> **EXTRACT**:
########################################

On February 17, 1852, Oscar Stansbury, the fourth of nine children, was born to Washington Middleton Stansbury and Emily Ayers–the only son of three offspring to survive childhood. Oscar attended the Masonic Male Academy, graduating at the age of fifteen. In 1867 he began two years of pre-med courses at the University of Mississippi and followed this with a degree from the University Of Maryland School Of Medicine in Baltimore.
One school holiday, Oscar traveled to the town of Greensborough, Maryland, and met Libbie Manlove. By the time he completed medical school in 1873, he and Libbie were engaged. He worked in his family’s lumber mill in the Mississippi foothills until receiving a letter from a cousin, Dr. George Griffiths, who managed George Parrott’s Mexican land grant, the Llano Seco Rancho near Chico, California. The letter requested Oscar to take over his cousin’s overly-demanding medical practice. In the summer of 1875, Oscar arrived in Chico, a small town only three years old.
Dr. Stansbury spent two years establishing himself as a physician before returning east to a marriage ceremony with Miss Manlove on April 17, 1877. A month of honeymoon travel provided the transition between Atlantic Coast propriety and the far west. In 1883, Oscar had a very elegant home built for his growing family (a son, Middleton Pemberton (1879), and a daughter, Angeline Hardcastle, who was born that year).
As Oscar Stansbury became established in Butte County, a third child, Ellen Gilder, was born in 1885. Oscar had a downtown office in the Bank of Butte County Building, an anteroom to receive patients in his home, and a busy routine of calls made in his carriage throughout the rural vicinity. There was no hospital in Chico then, so, to meet this lack, Oscar ran one himself for fourteen months.
One of the most outstanding features of Dr. Stansbury’s career was his concern for public health issues. From 1903 to 1915 he was a member of the California State Board of Health, an organization that created and enforced regulations concerning sanitation, hygiene, and epidemic control. He helped establish a Bureau of Vital Statistics and worked to pass the California Pure Food and Drug Act of 1907.
In November of 1910 Oscar’s zeal for quality in health conditions led him on an investigative journey to the Panama Canal Zone to study the prevention of malaria and yellow fever. He also aided in the campaign for public vaccination against smallpox and served as the district surgeon for the Southern Pacific Railroad. Through his connection to the railroad, he set up a traveling exhibit car which displayed methods of better hygiene in the home.

########################################

Dataset items:
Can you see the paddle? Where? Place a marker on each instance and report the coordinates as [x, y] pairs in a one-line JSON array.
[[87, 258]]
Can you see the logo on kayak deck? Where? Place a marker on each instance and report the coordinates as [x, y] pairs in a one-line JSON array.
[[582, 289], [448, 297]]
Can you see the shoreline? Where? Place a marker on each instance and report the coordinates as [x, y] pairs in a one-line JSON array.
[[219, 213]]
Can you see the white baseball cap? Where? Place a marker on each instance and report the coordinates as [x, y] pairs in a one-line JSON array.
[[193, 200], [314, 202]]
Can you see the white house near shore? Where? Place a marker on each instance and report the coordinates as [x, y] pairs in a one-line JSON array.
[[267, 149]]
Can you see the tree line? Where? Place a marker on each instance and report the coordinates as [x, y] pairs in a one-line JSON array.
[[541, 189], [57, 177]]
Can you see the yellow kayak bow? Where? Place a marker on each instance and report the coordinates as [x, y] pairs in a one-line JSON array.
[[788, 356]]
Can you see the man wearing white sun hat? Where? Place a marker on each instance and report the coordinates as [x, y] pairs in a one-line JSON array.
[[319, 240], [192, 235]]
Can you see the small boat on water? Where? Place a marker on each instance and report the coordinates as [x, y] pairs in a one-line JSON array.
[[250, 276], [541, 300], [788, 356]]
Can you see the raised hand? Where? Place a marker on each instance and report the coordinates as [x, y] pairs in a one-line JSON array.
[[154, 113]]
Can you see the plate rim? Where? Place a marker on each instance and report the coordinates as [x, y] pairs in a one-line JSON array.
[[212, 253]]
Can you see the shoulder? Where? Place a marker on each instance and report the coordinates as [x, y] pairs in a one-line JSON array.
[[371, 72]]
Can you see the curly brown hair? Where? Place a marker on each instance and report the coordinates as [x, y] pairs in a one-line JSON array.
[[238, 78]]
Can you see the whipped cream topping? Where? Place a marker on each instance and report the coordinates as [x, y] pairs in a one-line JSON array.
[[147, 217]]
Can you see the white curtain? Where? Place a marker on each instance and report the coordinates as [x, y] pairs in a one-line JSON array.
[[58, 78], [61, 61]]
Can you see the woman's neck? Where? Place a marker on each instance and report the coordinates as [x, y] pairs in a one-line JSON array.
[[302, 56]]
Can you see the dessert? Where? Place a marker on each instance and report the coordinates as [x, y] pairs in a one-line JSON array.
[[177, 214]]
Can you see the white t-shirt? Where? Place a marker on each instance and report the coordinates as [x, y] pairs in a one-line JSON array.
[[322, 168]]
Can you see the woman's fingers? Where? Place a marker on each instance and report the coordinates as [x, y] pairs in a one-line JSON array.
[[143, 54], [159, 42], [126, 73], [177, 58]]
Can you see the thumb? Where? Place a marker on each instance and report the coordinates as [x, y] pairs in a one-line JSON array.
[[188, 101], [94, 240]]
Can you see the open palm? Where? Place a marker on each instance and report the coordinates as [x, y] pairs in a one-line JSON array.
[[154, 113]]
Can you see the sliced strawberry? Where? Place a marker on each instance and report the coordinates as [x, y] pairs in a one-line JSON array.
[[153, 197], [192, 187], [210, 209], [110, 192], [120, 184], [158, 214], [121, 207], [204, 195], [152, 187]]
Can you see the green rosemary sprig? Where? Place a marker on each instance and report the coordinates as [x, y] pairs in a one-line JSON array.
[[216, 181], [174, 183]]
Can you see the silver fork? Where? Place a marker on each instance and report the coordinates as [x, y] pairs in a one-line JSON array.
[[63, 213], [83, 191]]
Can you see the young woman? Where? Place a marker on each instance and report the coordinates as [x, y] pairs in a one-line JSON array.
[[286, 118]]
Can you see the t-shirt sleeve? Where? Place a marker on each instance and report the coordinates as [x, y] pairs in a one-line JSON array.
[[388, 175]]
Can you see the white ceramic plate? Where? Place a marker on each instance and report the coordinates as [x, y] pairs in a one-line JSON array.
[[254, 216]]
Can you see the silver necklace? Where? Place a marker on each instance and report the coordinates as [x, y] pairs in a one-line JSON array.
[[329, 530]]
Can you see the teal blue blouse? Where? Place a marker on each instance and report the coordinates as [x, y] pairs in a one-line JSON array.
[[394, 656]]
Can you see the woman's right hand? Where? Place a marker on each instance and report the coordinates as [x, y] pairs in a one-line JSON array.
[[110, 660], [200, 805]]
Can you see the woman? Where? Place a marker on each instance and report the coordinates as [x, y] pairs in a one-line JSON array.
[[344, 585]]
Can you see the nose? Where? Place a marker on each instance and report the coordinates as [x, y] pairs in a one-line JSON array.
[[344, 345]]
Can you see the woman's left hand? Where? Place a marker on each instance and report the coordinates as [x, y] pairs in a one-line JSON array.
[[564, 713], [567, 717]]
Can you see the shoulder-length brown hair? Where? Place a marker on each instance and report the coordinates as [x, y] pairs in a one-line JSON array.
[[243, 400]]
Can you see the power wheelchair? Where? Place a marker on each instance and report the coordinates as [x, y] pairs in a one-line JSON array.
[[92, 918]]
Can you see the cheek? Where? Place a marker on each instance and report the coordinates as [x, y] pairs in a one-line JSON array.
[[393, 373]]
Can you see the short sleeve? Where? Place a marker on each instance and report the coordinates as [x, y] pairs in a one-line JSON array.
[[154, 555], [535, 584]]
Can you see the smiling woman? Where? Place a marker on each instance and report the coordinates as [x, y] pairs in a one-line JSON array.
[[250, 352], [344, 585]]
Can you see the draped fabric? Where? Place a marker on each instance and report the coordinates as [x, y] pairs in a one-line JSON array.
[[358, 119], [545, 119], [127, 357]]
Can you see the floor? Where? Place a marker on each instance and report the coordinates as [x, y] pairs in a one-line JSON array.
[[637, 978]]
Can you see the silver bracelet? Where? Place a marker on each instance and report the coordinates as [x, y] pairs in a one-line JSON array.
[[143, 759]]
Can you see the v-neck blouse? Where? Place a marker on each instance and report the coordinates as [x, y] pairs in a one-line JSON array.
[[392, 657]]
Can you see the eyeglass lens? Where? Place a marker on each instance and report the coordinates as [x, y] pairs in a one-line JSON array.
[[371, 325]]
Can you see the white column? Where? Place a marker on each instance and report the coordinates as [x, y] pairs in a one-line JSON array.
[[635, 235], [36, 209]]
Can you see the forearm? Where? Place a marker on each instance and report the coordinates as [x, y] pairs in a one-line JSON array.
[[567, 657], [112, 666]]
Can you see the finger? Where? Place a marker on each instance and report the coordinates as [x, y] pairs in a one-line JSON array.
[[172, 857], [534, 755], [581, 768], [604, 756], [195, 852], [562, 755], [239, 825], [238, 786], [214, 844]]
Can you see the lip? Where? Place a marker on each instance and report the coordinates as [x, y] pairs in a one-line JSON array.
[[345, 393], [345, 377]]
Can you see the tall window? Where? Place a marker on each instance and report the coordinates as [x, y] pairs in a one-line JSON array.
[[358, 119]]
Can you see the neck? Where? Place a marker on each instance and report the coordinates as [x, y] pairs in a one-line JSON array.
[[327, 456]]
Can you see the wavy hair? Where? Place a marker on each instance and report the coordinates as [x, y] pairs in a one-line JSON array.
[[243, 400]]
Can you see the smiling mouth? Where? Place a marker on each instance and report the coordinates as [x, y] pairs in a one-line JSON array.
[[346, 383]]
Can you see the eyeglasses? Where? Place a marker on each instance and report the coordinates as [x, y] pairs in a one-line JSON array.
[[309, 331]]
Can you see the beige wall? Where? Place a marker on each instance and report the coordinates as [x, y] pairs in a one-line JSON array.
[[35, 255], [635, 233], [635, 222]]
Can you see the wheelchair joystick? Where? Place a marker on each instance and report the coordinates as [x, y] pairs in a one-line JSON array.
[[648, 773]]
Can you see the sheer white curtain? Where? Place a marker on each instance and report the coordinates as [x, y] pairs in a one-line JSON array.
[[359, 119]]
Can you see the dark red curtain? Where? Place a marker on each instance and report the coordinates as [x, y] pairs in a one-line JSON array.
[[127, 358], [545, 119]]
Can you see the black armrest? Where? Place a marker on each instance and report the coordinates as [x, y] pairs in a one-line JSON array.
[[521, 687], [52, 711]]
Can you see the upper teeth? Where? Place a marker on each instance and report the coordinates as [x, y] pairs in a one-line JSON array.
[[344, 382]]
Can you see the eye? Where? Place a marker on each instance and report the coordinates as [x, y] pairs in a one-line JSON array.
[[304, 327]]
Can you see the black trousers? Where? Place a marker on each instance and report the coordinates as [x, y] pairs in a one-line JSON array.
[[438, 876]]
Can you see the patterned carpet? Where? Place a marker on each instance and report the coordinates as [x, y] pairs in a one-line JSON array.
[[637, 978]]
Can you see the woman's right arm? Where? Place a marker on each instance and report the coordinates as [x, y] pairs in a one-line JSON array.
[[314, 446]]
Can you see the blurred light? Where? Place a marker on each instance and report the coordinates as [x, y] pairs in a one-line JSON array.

########################################

> **PROMPT 1**:
Retype the passage of the Oscar Stansbury biography starting with "One of the most" and going on through "in the home.".
> **PROMPT 2**:
List the names of Oscar Stansbury's children given in the Stansbury biography.
> **PROMPT 3**:
According to the Stansbury biography, why did Oscar Stansbury run a hospital himself for fourteen months?

> **OUTPUT 1**:
One of the most outstanding features of Dr. Stansbury’s career was his concern for public health issues. From 1903 to 1915 he was a member of the California State Board of Health, an organization that created and enforced regulations concerning sanitation, hygiene, and epidemic control. He helped establish a Bureau of Vital Statistics and worked to pass the California Pure Food and Drug Act of 1907.
In November of 1910 Oscar’s zeal for quality in health conditions led him on an investigative journey to the Panama Canal Zone to study the prevention of malaria and yellow fever. He also aided in the campaign for public vaccination against smallpox and served as the district surgeon for the Southern Pacific Railroad. Through his connection to the railroad, he set up a traveling exhibit car which displayed methods of better hygiene in the home.

> **OUTPUT 2**:
Middleton Pemberton, Angeline Hardcastle, Ellen Gilder

> **OUTPUT 3**:
There was no hospital in Chico at the time. He ran one himself to meet that lack.